#### TEXTO MOSTRADO
Sentí su cabeza recostada sobre mi hombro, su suave respirar… ojalá los relojes
hubieran detenido su marcha.
Don
Godofredo llegó cargando al hombro una caja de panetones. Nos reconoció del día
anterior cuando conversamos en el bus que nos llevaba a Cabanaconde. Llegaron, dijo, ustedes sí que son buenos caminantes. Doña Maruja, su esposa, nos
había preparado un desayuno: arroz, huevos fritos, plátanos arrebozados y café.
Él arequipeño, ella cusqueña, viviendo
su jubilación en Tapay. Se sorprendieron
cuando les dijimos que habíamos acampado allí por el estadio. Pero si ha llovido duro, ¿no se han mojado?
Augusta, nuestra carpa, había resistido el vendaval. La armamos en una terraza
bajo un manzano: fue nuestra casa por una noche. La lluvia no paró hasta la
medianoche cuando el cielo se despejó dejando ver un manto de estrellas y el
fulgor de la luna casi llena. Preparamos la cena: atún, panecillos y chocolate
caliente. Me alejé un trecho de la carpa y disfruté por un momento de la
quietud de la noche. Sentí el friecito helado colarse por mis poros, el año no
era el único que se esfumaba, un estremecimiento del corazón indicaba también el
fin de una etapa. Poco después reemprendió la lluvia y no paró hasta el
amanecer. Las calles barrosas, la niebla que se eleva hacia lo alto de las
montañas, la casita acogedora de doña Maruja con su granjita y su huertita: en
pueblitos así es donde más cerca nos sentimos de casa.
########
▶ [TAREA PLANTEADA A]
Cuenta cuántas líneas de los registros contienen la palabra "Target", distinguiendo mayúsculas de minúsculas. Responde solo con el número.
#### DATOS DEL EJERCICIO
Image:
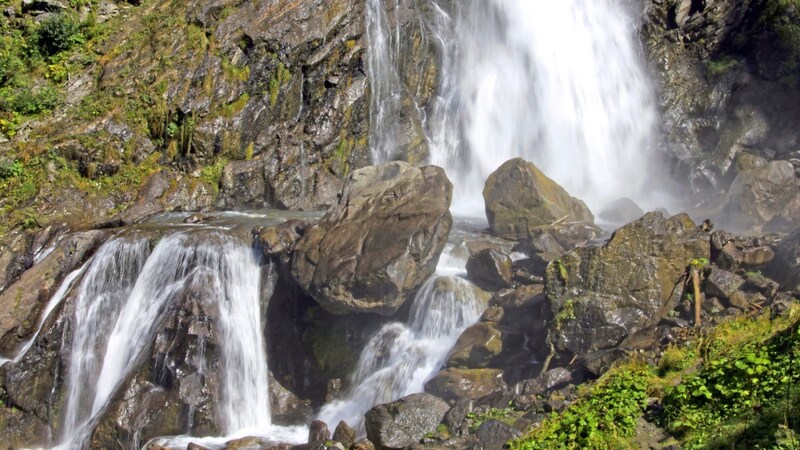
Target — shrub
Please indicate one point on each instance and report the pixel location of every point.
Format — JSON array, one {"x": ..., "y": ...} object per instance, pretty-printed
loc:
########
#### DATOS DEL EJERCICIO
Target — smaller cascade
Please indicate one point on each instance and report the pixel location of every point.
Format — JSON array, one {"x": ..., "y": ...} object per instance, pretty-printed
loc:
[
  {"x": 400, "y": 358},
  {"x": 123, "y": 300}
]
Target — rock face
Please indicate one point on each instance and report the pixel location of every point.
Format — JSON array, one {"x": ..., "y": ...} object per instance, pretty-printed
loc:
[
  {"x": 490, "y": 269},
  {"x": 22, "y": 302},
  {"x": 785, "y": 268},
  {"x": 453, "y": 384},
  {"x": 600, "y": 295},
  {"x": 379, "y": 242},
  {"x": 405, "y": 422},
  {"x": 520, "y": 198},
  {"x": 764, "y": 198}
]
########
#### DATOS DEL EJERCICIO
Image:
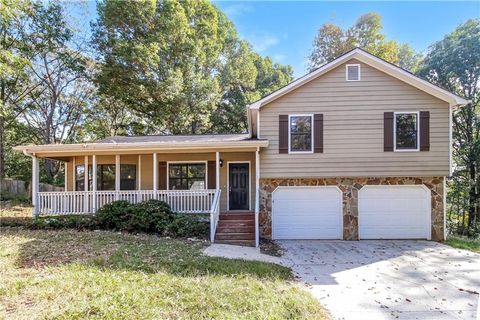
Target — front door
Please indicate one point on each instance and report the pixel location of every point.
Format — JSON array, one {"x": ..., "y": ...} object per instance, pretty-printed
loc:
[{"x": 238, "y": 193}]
########
▶ [TAREA PLANTEADA B]
Retoma el relato de la estancia en Tapay y continúalo a partir de su última oración.

▶ [RESULTADO FINAL A]
4

▶ [RESULTADO FINAL B]
Tapay |
Parecíamos
dos fantasmas deambulando por la carretera que va de Santa Teresa a la
Hidroeléctrica. Más bien dos
preservativos, ja, ja, ja… se burló John, uno de los colombianos. Nuestros
ponchos para la lluvia eran transparentes y ajustados. El ‘parche’ accedió a
darnos un aventón y nos metimos en la maletera del auto. A ritmo de cumbia
llegamos a la Hidroeléctrica, allí se enteraron de que cumplía años y ¡bravo! Venga, parcero y abrazos y esto
lo tenemos que celebrar arriba en Machu Picchu. En el camino supimos del galanteo
perspicaz de John hacia Andrea, bogotanos que se habían conocido en Cusco. Al
enfrentarnos al puente de metal sobre el Vilcanota me adelanté a cruzarlo, un
paso seguido de otro por los durmientes de madera de los rieles que lucían húmedos y
resbaladizos. Una desconcentración y ¡puf!: las aguas furiosas del río te
recibían famélicas. Adrenalina pura. Así se siente uno más vivo. ¡Huuurrrááá! Gritó al final el parcero,
detrás llegaron los demás sufriendo por el vértigo. Anécdotas, historias de
desavenencias y desamores, se sucedieron a lo largo de los poco más de diez
kilómetros de esa caminata mochilera. El canturreo de las aves y la bruma
bochornosa de la selva nos acogían.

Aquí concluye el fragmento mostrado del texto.